THE EXERCISE: Print the following lines verbatim, with no changes of any kind.
>> START
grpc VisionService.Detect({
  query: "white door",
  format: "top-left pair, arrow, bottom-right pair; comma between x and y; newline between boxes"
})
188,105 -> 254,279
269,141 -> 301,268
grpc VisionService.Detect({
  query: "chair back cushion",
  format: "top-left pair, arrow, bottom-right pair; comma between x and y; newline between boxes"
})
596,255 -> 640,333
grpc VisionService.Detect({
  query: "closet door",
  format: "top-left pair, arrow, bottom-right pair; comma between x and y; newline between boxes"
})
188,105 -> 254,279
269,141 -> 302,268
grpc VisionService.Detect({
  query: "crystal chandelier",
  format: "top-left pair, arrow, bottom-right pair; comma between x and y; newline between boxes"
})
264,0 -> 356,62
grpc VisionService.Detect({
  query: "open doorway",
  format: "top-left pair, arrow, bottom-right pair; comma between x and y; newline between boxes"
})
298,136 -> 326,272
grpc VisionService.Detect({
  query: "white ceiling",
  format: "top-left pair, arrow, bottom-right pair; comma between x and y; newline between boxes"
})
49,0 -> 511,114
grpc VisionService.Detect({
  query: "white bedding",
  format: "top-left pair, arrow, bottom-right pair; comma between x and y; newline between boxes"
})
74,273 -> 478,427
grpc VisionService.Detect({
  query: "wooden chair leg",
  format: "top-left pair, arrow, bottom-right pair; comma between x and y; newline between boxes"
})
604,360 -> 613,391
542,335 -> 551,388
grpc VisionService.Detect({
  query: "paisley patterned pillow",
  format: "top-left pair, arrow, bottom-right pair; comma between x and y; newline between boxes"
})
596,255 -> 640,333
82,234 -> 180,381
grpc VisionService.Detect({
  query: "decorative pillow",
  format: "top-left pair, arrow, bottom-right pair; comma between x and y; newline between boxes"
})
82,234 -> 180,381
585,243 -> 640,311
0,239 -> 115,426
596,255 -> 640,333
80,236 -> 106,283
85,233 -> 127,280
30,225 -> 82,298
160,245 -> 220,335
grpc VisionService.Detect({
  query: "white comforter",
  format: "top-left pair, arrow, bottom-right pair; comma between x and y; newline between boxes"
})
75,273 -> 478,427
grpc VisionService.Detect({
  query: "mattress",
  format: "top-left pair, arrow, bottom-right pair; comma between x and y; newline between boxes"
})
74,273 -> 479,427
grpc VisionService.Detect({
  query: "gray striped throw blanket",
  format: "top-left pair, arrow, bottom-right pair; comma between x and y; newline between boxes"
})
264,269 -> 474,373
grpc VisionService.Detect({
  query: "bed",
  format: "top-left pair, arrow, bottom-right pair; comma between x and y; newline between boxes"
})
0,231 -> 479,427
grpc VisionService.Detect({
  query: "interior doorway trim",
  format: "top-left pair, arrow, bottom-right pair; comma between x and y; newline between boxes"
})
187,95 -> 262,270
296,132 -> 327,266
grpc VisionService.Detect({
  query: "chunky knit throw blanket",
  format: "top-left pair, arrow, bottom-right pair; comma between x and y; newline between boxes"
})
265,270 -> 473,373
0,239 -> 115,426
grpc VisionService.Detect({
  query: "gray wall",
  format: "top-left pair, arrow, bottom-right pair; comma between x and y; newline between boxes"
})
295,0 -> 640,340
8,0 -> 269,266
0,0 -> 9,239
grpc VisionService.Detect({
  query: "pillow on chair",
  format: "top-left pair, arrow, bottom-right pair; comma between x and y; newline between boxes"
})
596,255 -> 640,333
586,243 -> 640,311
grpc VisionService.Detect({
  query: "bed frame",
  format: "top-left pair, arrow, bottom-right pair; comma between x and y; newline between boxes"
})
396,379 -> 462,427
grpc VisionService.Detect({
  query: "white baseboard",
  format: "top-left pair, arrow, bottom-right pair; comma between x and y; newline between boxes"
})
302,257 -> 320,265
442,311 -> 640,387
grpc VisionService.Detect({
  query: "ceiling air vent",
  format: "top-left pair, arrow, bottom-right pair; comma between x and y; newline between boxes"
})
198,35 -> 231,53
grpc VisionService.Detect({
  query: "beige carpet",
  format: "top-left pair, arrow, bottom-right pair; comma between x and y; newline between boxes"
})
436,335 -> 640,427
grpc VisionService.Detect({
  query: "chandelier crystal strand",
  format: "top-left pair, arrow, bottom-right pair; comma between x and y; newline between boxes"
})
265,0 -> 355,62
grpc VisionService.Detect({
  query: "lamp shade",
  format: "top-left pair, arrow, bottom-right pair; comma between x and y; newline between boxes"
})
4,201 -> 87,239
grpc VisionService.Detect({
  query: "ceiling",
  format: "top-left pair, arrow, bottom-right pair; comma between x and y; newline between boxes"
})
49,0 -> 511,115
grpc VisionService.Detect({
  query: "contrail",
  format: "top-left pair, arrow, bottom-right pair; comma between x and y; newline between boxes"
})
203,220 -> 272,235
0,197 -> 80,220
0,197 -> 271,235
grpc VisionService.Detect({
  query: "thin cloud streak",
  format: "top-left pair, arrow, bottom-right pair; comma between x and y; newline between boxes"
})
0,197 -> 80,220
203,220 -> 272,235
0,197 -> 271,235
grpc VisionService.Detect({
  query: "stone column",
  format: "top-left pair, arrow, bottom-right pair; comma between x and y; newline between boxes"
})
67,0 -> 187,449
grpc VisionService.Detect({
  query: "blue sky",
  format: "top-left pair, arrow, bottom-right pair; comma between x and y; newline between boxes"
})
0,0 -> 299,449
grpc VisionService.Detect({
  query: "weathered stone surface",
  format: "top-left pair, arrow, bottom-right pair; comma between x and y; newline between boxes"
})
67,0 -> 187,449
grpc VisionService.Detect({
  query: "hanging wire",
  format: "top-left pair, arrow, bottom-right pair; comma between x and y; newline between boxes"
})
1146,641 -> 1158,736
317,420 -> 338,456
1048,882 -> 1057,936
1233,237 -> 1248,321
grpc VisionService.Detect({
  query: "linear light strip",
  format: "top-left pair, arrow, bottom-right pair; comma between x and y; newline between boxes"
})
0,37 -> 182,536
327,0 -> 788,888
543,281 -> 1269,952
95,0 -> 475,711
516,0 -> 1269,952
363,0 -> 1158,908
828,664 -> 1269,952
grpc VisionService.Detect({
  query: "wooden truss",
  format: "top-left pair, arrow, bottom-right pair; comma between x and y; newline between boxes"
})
>> END
WRITTEN RESPONSE:
grpc VisionService.Detect({
  query: "white door",
  format: "top-left pair, arrow, bottom-right pair; comma between x and y; newline between boxes"
})
188,105 -> 254,279
269,141 -> 301,268
grpc VisionService.Detect({
  query: "chair back cushion",
  format: "top-left pair, arrow, bottom-right pair; comma between x and y; newline between boxes"
})
596,255 -> 640,333
grpc VisionService.Detect({
  query: "closet door",
  format: "top-left pair, arrow, bottom-right pair; comma between x and y; newline between boxes"
})
188,105 -> 254,279
269,141 -> 302,268
grpc VisionService.Detect({
  query: "crystal chandelier",
  format: "top-left pair, arrow, bottom-right pair; comma between x and y; newline between boxes"
})
264,0 -> 356,62
grpc VisionService.Detect({
  query: "open doorway",
  format: "top-left pair, arrow, bottom-right pair; comma between x and y; newline between boxes"
})
298,136 -> 326,272
grpc VisionService.Detect({
  query: "white ceiling",
  format: "top-left pair, arrow, bottom-right pair; comma between x and y; newline between boxes"
})
49,0 -> 511,114
grpc VisionService.Detect({
  query: "white bedding",
  format: "top-left pair, arrow, bottom-right pair; comma between x and y; newline between boxes"
})
74,273 -> 478,427
grpc VisionService.Detect({
  query: "wooden chair leg",
  format: "top-left pair, arrow, bottom-right pair; comma between x and y; newline between boxes"
})
604,360 -> 613,391
542,335 -> 551,388
grpc VisionService.Detect({
  query: "paisley patterned pillow",
  format: "top-left pair, arrow, bottom-right pair; comma between x and y; newline between boxes"
})
596,255 -> 640,333
82,234 -> 180,381
grpc VisionService.Detect({
  query: "decorative pillow",
  format: "top-left pair, arrow, bottom-right pair; comma between x and y; newline between boxes"
})
82,234 -> 180,381
585,243 -> 640,311
0,239 -> 115,426
596,255 -> 640,333
80,236 -> 106,283
85,233 -> 127,280
30,225 -> 82,298
160,245 -> 220,335
grpc VisionService.Detect({
  query: "white comforter",
  format: "top-left pair, arrow, bottom-right pair; comma between x and y; newline between boxes"
})
75,273 -> 478,427
grpc VisionService.Detect({
  query: "mattress",
  format: "top-left pair, arrow, bottom-right pair; comma between x and y; newline between boxes"
})
74,273 -> 479,427
grpc VisionService.Detect({
  query: "gray striped throw blanket",
  format: "top-left pair, arrow, bottom-right pair; comma between x and y; newline between boxes"
})
264,269 -> 474,373
grpc VisionService.Detect({
  query: "bed",
  format: "top-left pair, arrow, bottom-right pair; comma between x and y; newline between boxes"
})
0,231 -> 479,427
grpc VisionService.Detect({
  query: "interior doorway trim",
  format: "top-left pair, arrow, bottom-right pair; comma between x and y; newline between boxes"
})
187,95 -> 262,270
296,132 -> 327,266
grpc VisionService.Detect({
  query: "chunky knit throw blanket",
  format: "top-left pair, arrow, bottom-right pair; comma between x and y; newline between boxes"
})
265,270 -> 473,373
0,239 -> 115,426
grpc VisionService.Detect({
  query: "gray wall",
  format: "top-left pair, arrow, bottom-right pair; comma between x and y; newline between boxes"
})
295,0 -> 640,340
8,0 -> 269,266
0,0 -> 9,239
grpc VisionService.Detect({
  query: "pillow on chair",
  format: "top-left pair, arrow, bottom-right pair; comma between x and y; newline between boxes"
})
596,255 -> 640,333
586,243 -> 640,311
grpc VisionService.Detect({
  query: "bed frame",
  format: "top-left pair, arrow, bottom-right pair; comma between x and y; newline between boxes"
})
396,379 -> 462,427
grpc VisionService.Detect({
  query: "white baseboard",
  format: "top-left pair, arrow, bottom-right pair; comma between x and y; newline between boxes"
})
302,257 -> 320,265
442,311 -> 640,387
grpc VisionService.Detect({
  query: "ceiling air vent",
  format: "top-left pair, arrow, bottom-right pair; comma between x and y; newline between boxes"
})
198,35 -> 231,53
grpc VisionService.Detect({
  query: "beige carpet",
  format: "top-left pair, arrow, bottom-right pair; comma between x and y; newline between boxes"
})
436,335 -> 640,427
grpc VisionService.Detect({
  query: "chandelier crystal strand",
  format: "top-left pair, arrow, bottom-right pair; comma between x and y; newline between boxes"
})
265,0 -> 355,62
grpc VisionService.Detect({
  query: "lamp shade",
  format: "top-left pair, arrow, bottom-right pair; comma between x and y; newline between boxes"
})
4,201 -> 87,239
grpc VisionService.Detect({
  query: "ceiling",
  format: "top-left pair, arrow, bottom-right pair; comma between x and y; newline between boxes"
})
49,0 -> 511,115
grpc VisionService.Detect({
  query: "contrail",
  format: "top-left pair, arrow, bottom-right pair; comma between x and y; newline between boxes"
})
203,220 -> 272,235
0,197 -> 80,220
0,197 -> 271,235
grpc VisionService.Detect({
  query: "thin cloud streak",
  format: "top-left pair, arrow, bottom-right pair; comma between x and y; newline between boxes"
})
0,197 -> 80,220
203,220 -> 272,235
0,197 -> 271,235
grpc VisionService.Detect({
  query: "stone column",
  format: "top-left pair, arrow, bottom-right pair; comma between x and y; newline between boxes"
})
67,0 -> 187,449
grpc VisionService.Detect({
  query: "blue sky",
  format: "top-left pair, arrow, bottom-right pair; comma between x and y; newline between boxes"
})
0,0 -> 299,449
grpc VisionService.Detect({
  query: "weathered stone surface",
  format: "top-left pair, arrow, bottom-right pair; comma between x and y; newline between boxes"
})
67,0 -> 187,449
grpc VisionService.Detect({
  query: "hanging wire",
  format: "top-left pair, arrow, bottom-right pair; comma between x and y; newline between boxes"
})
1146,641 -> 1158,736
317,420 -> 338,456
1048,882 -> 1057,936
1233,237 -> 1248,321
grpc VisionService.Detect({
  query: "linear light strip",
  format: "top-left pair, arrow, bottom-right pair; comma between x and y; newline between boxes"
})
0,37 -> 182,536
327,0 -> 788,888
543,281 -> 1269,952
95,0 -> 475,711
516,0 -> 1269,952
363,0 -> 1158,908
828,664 -> 1269,952
grpc VisionService.Detect({
  query: "wooden truss",
  format: "top-left pair, arrow, bottom-right pair; comma between x and y; newline between boxes"
})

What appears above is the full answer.